**Excerpt provided**
◇ ◇ ◇ ◇ ◇
Several of these companies, some of which have been inactive for years and have failed to publish updated financial reports, witnessed sharp price hikes even as the overall market remained in a downturn for the third straight session this week.
On Thursday, among the top 10 gainers on the DSE, two were junk stocks while seven belonged to the B category. A stock is classified as junk if the company has kept its commercial operation shut for six months in a row, or failed to pay dividends for two consecutive years, or failed to hold its annual general meeting in time.
These underperforming stocks are significantly beating their industry peers nowadays that are in regular business operation, posting profits and giving dividends to their shareholders.
Market analysts said the price hike of the poorly performing companies or closed firms give a message that market manipulators are still active in the secondary market despite stricter punitive measures taken by the newly formed commission against wrongdoers.
"Speculative trading and short-term profit motives may have fuelled low-performing stocks rally, as no major fundamentals changes were seen in most of these companies," said Md Sajedul Islam, managing director of Shyamol Equity Management.
A notable example is Information Services Network, an IT firm whose stock price surged by 10 per cent on Thursday, making it the day's top gainer. This is despite the company reporting a loss of Tk 1.86 million for the nine months ending in March this year and paying just a 0.50 per cent cash dividend for FY24, following a nominal profit of Tk 1.34 million.
Moreover, the company's sponsor-directors also failed to hold a minimum 30 per cent shareholding jointly. They held only 21.47 per cent stake in the company.
◇ ◇ ◇ ◇ ◇
**Recorded data**
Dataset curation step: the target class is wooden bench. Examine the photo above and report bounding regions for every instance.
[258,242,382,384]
◇ ◇ ◇ ◇ ◇
**Exercises to complete**
(a) Write out the passage of the article on junk stocks from "Market analysts said" to "commission against wrongdoers.".
(b) According to the article on junk stocks, by how much did the stock price of Information Services Network rise on Thursday?
(c) Continue the article on junk stocks from the point where it stops.
The data is not required here.

**Written responses**
(a)
Market analysts said the price hike of the poorly performing companies or closed firms give a message that market manipulators are still active in the secondary market despite stricter punitive measures taken by the newly formed commission against wrongdoers.

(b) By 10 percent.

(c)
Despite such grim financial performance, the IT firm's stock jumped more than 47 per cent this week to close at Tk 72.6 on Thursday.
Such an unusual price movement in recent times prompted the prime bourse to serve a show-cause notice on Tuesday to the company authority, enquiring about the reasons behind that.
The company returned a knee-jerk response, saying there was no undisclosed price-sensitive information for the recent price hike.
Even after being served show-cause notice, its stock price did not stop rising and soared 10 per cent further on Thursday, bringing into question investors' preference for such poor-performing stock.
Another poor performing company -- Samata Leather Complex -- which did not publish any quarterly financial results for FY25, saw its stock jump 9.92 per cent to 104.2 on Thursday.
Also, Samata Leather's stock price soared 47 per cent in a month from Tk 70.7 on July 22 this year, without any reason for investors to be keen on betting on the stock.
Though business operations had remained suspended, Zahintex Industries, a junk stock, surged 8.70 per cent and Zeal Bangla Sugar Mills, another junk stock, jumped 8.30 per cent on Thursday, becoming the day's seventh and 10th top gainers respectively.
The share price surge of closed companies is raising questions and analysts are suspecting price manipulation behind the price jump.
Without manipulation, such a kind of price jump of closed companies is not possible, said Mr Islam.
He said a stock exhibits rally when a certain group of people influence the price while others join the rally not to miss out on the opportunity to make quick bucks.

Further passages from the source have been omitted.